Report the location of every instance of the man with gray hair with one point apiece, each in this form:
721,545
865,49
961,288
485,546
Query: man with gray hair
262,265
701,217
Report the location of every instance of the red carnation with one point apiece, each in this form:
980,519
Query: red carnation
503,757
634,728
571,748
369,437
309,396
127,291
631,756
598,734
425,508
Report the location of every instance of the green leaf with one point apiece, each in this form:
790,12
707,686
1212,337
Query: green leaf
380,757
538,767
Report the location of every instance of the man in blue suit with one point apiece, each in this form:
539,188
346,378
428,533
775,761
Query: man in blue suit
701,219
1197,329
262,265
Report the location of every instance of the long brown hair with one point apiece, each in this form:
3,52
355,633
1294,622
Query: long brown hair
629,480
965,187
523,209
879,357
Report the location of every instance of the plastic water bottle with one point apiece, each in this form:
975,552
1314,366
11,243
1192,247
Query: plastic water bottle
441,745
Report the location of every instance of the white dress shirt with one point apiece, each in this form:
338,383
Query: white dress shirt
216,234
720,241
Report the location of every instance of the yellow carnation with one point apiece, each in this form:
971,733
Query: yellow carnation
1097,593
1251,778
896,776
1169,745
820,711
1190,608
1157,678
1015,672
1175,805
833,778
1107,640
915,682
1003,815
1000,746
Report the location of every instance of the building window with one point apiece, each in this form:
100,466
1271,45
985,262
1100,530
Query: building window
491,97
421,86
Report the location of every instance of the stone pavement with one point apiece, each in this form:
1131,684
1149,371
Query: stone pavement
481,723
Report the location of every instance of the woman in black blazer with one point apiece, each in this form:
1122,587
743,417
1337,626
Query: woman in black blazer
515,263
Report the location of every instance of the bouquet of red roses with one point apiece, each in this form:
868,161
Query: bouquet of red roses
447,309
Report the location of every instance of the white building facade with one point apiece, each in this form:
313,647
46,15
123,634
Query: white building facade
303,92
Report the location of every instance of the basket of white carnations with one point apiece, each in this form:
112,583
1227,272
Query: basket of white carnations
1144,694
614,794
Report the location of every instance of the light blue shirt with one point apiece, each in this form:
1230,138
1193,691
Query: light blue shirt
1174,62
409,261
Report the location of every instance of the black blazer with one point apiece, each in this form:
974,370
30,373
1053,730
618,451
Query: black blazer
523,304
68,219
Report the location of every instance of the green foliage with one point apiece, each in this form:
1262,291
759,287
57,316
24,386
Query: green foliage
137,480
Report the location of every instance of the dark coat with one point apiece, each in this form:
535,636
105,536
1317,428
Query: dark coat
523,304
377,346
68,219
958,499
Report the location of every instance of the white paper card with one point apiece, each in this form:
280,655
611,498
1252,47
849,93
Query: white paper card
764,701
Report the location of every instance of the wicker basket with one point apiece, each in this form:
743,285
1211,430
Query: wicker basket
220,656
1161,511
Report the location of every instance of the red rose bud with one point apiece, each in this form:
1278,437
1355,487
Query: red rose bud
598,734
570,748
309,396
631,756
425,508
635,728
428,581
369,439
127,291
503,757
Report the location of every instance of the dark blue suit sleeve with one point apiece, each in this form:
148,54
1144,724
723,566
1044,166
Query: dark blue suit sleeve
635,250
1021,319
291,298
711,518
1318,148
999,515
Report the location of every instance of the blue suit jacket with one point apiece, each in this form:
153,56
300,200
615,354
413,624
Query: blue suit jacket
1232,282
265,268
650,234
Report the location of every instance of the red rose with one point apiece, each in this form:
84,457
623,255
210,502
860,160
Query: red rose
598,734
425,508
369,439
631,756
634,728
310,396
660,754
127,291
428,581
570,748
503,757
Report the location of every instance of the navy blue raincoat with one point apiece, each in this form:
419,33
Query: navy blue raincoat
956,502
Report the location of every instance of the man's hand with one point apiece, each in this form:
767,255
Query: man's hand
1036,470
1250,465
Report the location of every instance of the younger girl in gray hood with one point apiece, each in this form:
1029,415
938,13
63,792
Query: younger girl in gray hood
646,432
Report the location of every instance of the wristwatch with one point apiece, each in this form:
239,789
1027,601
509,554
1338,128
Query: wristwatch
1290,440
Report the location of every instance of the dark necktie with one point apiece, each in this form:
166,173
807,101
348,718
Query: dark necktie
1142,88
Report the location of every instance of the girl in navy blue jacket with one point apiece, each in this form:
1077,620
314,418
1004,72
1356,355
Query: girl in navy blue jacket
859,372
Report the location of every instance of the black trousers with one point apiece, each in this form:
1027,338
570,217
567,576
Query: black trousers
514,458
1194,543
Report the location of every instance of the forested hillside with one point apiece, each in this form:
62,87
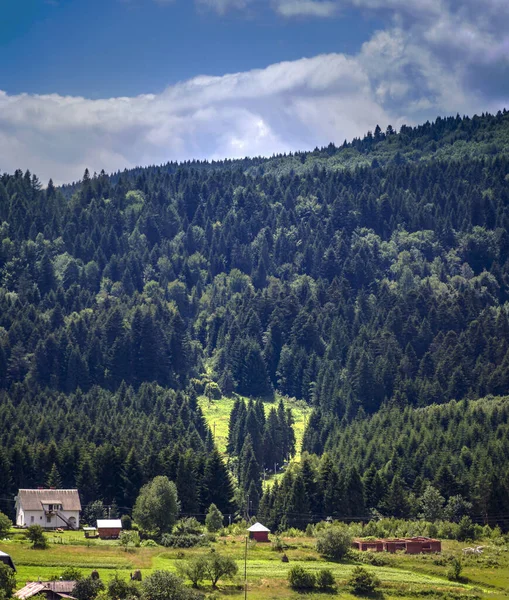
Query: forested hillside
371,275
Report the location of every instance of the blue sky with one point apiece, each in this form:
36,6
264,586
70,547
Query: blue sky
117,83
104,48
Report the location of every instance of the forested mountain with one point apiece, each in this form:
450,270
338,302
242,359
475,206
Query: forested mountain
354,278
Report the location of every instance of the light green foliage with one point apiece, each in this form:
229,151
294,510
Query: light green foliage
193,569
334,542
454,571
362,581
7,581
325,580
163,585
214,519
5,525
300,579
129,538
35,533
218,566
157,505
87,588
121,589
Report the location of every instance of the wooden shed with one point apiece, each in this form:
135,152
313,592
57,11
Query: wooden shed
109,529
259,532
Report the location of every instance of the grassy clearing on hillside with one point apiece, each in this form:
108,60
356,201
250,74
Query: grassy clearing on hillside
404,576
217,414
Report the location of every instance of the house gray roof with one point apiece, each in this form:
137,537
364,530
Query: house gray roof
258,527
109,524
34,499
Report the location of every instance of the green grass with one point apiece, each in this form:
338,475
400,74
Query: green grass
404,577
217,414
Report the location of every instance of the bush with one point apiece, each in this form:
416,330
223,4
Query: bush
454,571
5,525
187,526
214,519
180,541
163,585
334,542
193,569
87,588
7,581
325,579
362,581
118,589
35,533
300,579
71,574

Set task → Please format every line of the listing above as a numbered list, skipping any blank lines and leaving the pictures out.

Answer to the exercise →
1. Report the location of every instance of the man with gray hair with one point apiece, each in this form:
2. 721,545
3. 865,49
4. 961,288
5. 485,546
6. Query: man with gray hair
7. 262,265
8. 701,217
9. Report the location of every instance of the red carnation with one point apiece, each in this form:
10. 980,519
11. Query: red carnation
12. 503,757
13. 634,728
14. 571,748
15. 369,437
16. 309,396
17. 127,291
18. 631,756
19. 598,734
20. 425,508
21. Report the location of every instance of the green leaf with one point apiece, each in this form:
22. 790,12
23. 707,686
24. 1212,337
25. Query: green leaf
26. 380,757
27. 538,767
28. Report the location of every instance of the man in blue suit with one point apiece, each in this form:
29. 539,188
30. 346,378
31. 428,533
32. 775,761
33. Query: man in blue suit
34. 701,219
35. 1197,329
36. 262,265
37. Report the location of every instance of the long brown hair with one point apiece, each in this form:
38. 3,52
39. 355,633
40. 1294,622
41. Query: long brown hair
42. 629,480
43. 965,187
44. 523,209
45. 879,357
46. Report the location of every instance of the plastic water bottle with one point apiece, each in this form:
47. 975,552
48. 1314,366
49. 11,243
50. 1192,247
51. Query: plastic water bottle
52. 441,745
53. Report the location of every instance of the white dress shirt with one point apiece, each in this form:
54. 338,383
55. Query: white dress shirt
56. 216,234
57. 720,241
58. Report the location of every instance of the yellow carnation with one point apiece, each in this form:
59. 971,733
60. Query: yellow carnation
61. 1097,593
62. 1251,778
63. 896,776
64. 1169,745
65. 820,711
66. 1190,608
67. 1157,678
68. 1015,672
69. 1175,805
70. 833,778
71. 1107,640
72. 915,682
73. 1003,815
74. 1000,746
75. Report the location of every instance of the building window with one point apiece, each in this form:
76. 100,466
77. 1271,45
78. 985,262
79. 1100,530
80. Query: building window
81. 491,97
82. 421,86
83. Report the location of every instance of the stone pavement with one point apiece, each in this form:
84. 1131,684
85. 1149,371
86. Query: stone pavement
87. 481,723
88. Report the location of every instance of the woman in black blazer with one point apiece, each in this form:
89. 1122,587
90. 743,417
91. 1337,626
92. Query: woman in black blazer
93. 515,263
94. Report the location of every instance of the bouquet of red roses with one point apiece, each in this form:
95. 868,161
96. Query: bouquet of red roses
97. 447,309
98. Report the location of every instance of the white building facade with one point apiece, each in this form:
99. 313,647
100. 46,15
101. 123,634
102. Query: white building facade
103. 303,92
104. Report the location of every instance of the basket of white carnations with one point apiece, each in this form:
105. 112,583
106. 1227,272
107. Query: basket of white carnations
108. 1144,694
109. 614,794
110. Report the location of every instance of the light blue shirt with one point apiece, each in this form:
111. 1230,138
112. 1193,691
113. Query: light blue shirt
114. 1174,62
115. 409,261
116. Report the location of every instance of the black blazer with one point apiece, each in this form:
117. 974,370
118. 30,373
119. 1053,730
120. 618,451
121. Query: black blazer
122. 523,304
123. 68,219
124. Report the location of every instance of the green foliage with one point apiece, each in this form:
125. 1262,291
126. 759,287
127. 57,316
128. 24,386
129. Query: green foliage
130. 137,480
131. Report the location of every instance of the dark coat with one point apiece, each in this form:
132. 535,636
133. 105,536
134. 1317,428
135. Query: dark coat
136. 523,304
137. 377,346
138. 68,219
139. 958,499
140. Report the location of every instance of the white paper card with one point apiece, each in this form:
141. 280,655
142. 611,498
143. 1252,47
144. 849,93
145. Query: white paper card
146. 764,701
147. Report the location of every instance of the wicker basket with one point apiece, each in this form:
148. 743,285
149. 1211,430
150. Query: wicker basket
151. 220,656
152. 1161,511
153. Report the location of every instance of the red rose bud with one point apiece, each in this form:
154. 1278,437
155. 1355,487
156. Query: red rose bud
157. 598,734
158. 570,748
159. 309,396
160. 631,756
161. 425,508
162. 635,728
163. 428,581
164. 369,439
165. 127,291
166. 503,757
167. Report the location of every instance of the dark blue suit sleeve with one point apiece, each in this form:
168. 148,54
169. 1144,724
170. 723,566
171. 1044,166
172. Query: dark blue suit sleeve
173. 635,250
174. 1021,319
175. 291,298
176. 711,518
177. 1318,148
178. 999,515
179. Report the location of every instance of the blue suit jacket with one point apiece, each in this form:
180. 153,56
181. 300,200
182. 615,354
183. 413,624
184. Query: blue suit jacket
185. 1232,282
186. 265,268
187. 650,234
188. Report the location of every instance of the red rose with one point apiece, each in this form:
189. 84,457
190. 623,255
191. 210,502
192. 860,160
193. Query: red rose
194. 598,734
195. 425,508
196. 369,439
197. 631,756
198. 634,728
199. 310,396
200. 660,754
201. 127,291
202. 428,581
203. 570,748
204. 503,757
205. Report the location of every instance of the navy blue raincoat with one point apiece, each in this form:
206. 419,33
207. Query: navy blue raincoat
208. 956,502
209. Report the location of every instance of the man's hand with one point apiece, each in this form:
210. 767,255
211. Query: man's hand
212. 1036,470
213. 1250,465
214. Report the location of every instance of the younger girl in gray hood with one point apiece, each in this form:
215. 1029,415
216. 938,13
217. 63,792
218. Query: younger girl in gray hood
219. 646,432
220. Report the location of every instance of the wristwatch with one point apiece, each in this form:
221. 239,789
222. 1027,601
223. 509,554
224. 1338,128
225. Query: wristwatch
226. 1290,440
227. Report the location of every instance of the dark necktie with one point apiece, each in this form:
228. 166,173
229. 807,101
230. 348,718
231. Query: dark necktie
232. 1142,88
233. Report the location of every instance of the girl in navy blue jacket with one point apiece, each in this form:
234. 1077,620
235. 314,418
236. 1004,72
237. 1356,355
238. Query: girl in navy blue jacket
239. 859,372
240. Report the location of every instance of the black trousers with one point apiece, each in this form:
241. 1027,338
242. 570,217
243. 567,576
244. Query: black trousers
245. 514,458
246. 1194,543
247. Report the location of every instance of the forested hillside with one point apiece, each in this form:
248. 62,87
249. Query: forested hillside
250. 371,275
251. Report the location of every instance of the blue sky with one point apiece, each in this form:
252. 36,6
253. 264,586
254. 70,547
255. Query: blue sky
256. 117,83
257. 104,48
258. Report the location of every instance of the forested mountain with one point apiece, each in this form:
259. 450,270
260. 338,302
261. 242,359
262. 475,206
263. Query: forested mountain
264. 354,278
265. Report the location of every instance of the light green foliage with one point apiece, each in this form:
266. 229,151
267. 294,510
268. Query: light green foliage
269. 193,569
270. 334,542
271. 454,571
272. 362,581
273. 7,581
274. 325,580
275. 163,585
276. 214,519
277. 5,525
278. 300,579
279. 129,538
280. 35,533
281. 218,566
282. 157,505
283. 87,588
284. 121,589
285. Report the location of every instance of the wooden shed with one point apiece, each in this form:
286. 135,152
287. 313,592
288. 57,11
289. Query: wooden shed
290. 109,529
291. 259,532
292. Report the location of every instance of the grassy clearing on hillside with one point apiece, each in this form:
293. 108,60
294. 356,201
295. 250,74
296. Query: grassy clearing on hillside
297. 404,576
298. 217,414
299. Report the location of every instance of the house gray roof with one point apiece, each in this form:
300. 137,537
301. 364,530
302. Query: house gray roof
303. 258,527
304. 109,524
305. 34,499
306. Report the location of every instance of the green grass with one point apiece, each in this form:
307. 338,475
308. 400,74
309. Query: green grass
310. 404,577
311. 217,414
312. Report the location of every instance of the bush with one point apiece, each in this form:
313. 416,330
314. 223,4
315. Query: bush
316. 454,571
317. 5,525
318. 187,526
319. 214,519
320. 180,541
321. 163,585
322. 334,542
323. 193,569
324. 87,588
325. 7,581
326. 325,579
327. 362,581
328. 118,589
329. 35,533
330. 300,579
331. 71,574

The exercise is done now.